● Quoted text
The sodium-ion battery startup Natron Energy stopped operating this week, bringing its ambitious plans to build the world’s first sodium-ion gigafactory to an abrupt close.
Since its launch in 2012, Natron has raised over $363 million, from investors including Khosla Ventures, Liberty Oilfield Services, and United Airlines. Just five months ago, in April, the company secured a $55.4 million top-up of its Series F raise.
However, in June The Information reported that recent investors had frozen scheduled payments to the company. Throughout the summer, the company explored fundraising options from both existing and potential new investors, according to a WARN notice submitted to the Michigan Department of Labor and Economic Opportunity. These included a follow-on investment from existing stockholders, a Series B equity raise, a secured convertible note offering, and “a management-led proposal that contemplated substantial new capital and the purchase of certain existing equity interests.”
In late August, though, the company notified its board that these additional “efforts to raise sufficient new funding were unsuccessful.” The company closed its doors on Wednesday of this week.
As a result, 95 employees will be permanently laid off. The company will not be delivering on any current or future orders, chief commercial officer John Schmidt informed the company’s staff via internal memo, as reported by the North Carolina paper The News and Observer. Those booked orders total $25 million.

● Directives
(1) Repeat the Natron Energy report between "Since its launch" and "Series F raise.", inclusive, substituting "Delta Air Lines" for "United Airlines".
(2) Answer these questions using the Natron Energy report:
(a) How much money has Natron raised since its launch?
(b) How many employees will be permanently laid off?
(c) What is the total of the booked orders the company will not deliver?

● Dataset records

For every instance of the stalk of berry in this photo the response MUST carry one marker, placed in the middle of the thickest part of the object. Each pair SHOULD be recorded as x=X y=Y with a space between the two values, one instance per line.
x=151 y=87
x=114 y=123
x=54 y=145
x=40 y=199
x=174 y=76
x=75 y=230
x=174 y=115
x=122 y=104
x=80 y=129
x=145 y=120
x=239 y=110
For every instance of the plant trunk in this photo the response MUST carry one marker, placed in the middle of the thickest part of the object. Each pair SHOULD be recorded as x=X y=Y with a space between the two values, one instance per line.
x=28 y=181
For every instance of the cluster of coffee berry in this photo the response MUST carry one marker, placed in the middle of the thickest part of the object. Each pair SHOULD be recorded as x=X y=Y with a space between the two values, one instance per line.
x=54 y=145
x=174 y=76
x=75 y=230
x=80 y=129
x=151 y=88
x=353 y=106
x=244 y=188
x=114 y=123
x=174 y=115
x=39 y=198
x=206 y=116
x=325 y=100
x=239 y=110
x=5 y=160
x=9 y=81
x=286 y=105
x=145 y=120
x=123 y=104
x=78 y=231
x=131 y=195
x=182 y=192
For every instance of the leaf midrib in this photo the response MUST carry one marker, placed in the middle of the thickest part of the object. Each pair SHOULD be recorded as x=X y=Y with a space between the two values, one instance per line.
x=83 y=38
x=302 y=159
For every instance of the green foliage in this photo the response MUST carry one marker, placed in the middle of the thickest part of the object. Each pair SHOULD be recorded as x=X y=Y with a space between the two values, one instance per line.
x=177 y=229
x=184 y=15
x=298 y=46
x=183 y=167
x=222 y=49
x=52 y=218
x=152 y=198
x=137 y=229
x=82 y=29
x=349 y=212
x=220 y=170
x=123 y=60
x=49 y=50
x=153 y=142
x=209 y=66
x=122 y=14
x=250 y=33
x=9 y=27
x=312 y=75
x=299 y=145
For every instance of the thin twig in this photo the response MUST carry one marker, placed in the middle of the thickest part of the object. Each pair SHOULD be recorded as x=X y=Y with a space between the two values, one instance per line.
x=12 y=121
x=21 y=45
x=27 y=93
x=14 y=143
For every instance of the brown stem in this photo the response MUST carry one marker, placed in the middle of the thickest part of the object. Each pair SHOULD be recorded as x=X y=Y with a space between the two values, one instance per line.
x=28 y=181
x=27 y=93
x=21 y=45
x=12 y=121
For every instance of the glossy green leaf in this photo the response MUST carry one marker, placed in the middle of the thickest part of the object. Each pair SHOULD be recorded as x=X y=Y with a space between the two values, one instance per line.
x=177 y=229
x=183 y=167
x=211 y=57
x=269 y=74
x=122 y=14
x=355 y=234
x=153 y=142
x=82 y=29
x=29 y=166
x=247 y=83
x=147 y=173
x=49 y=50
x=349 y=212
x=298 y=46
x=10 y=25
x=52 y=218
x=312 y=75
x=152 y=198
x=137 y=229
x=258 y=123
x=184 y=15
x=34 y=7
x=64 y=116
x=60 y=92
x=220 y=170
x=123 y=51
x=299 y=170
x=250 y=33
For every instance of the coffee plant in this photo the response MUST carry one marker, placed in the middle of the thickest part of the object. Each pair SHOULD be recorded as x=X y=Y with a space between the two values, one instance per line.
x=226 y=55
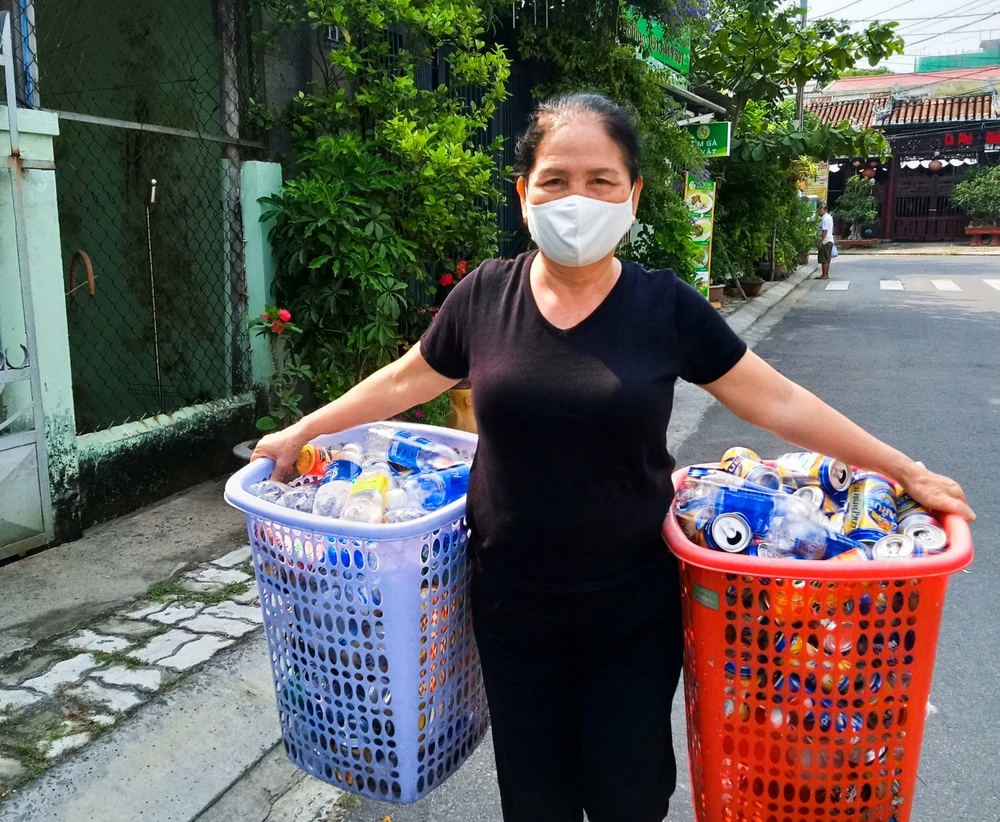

● Solution list
(1)
Since its launch in 2012, Natron has raised over $363 million, from investors including Khosla Ventures, Liberty Oilfield Services, and Delta Air Lines. Just five months ago, in April, the company secured a $55.4 million top-up of its Series F raise.

(2)
(a) Over $363 million
(b) 95
(c) $25 million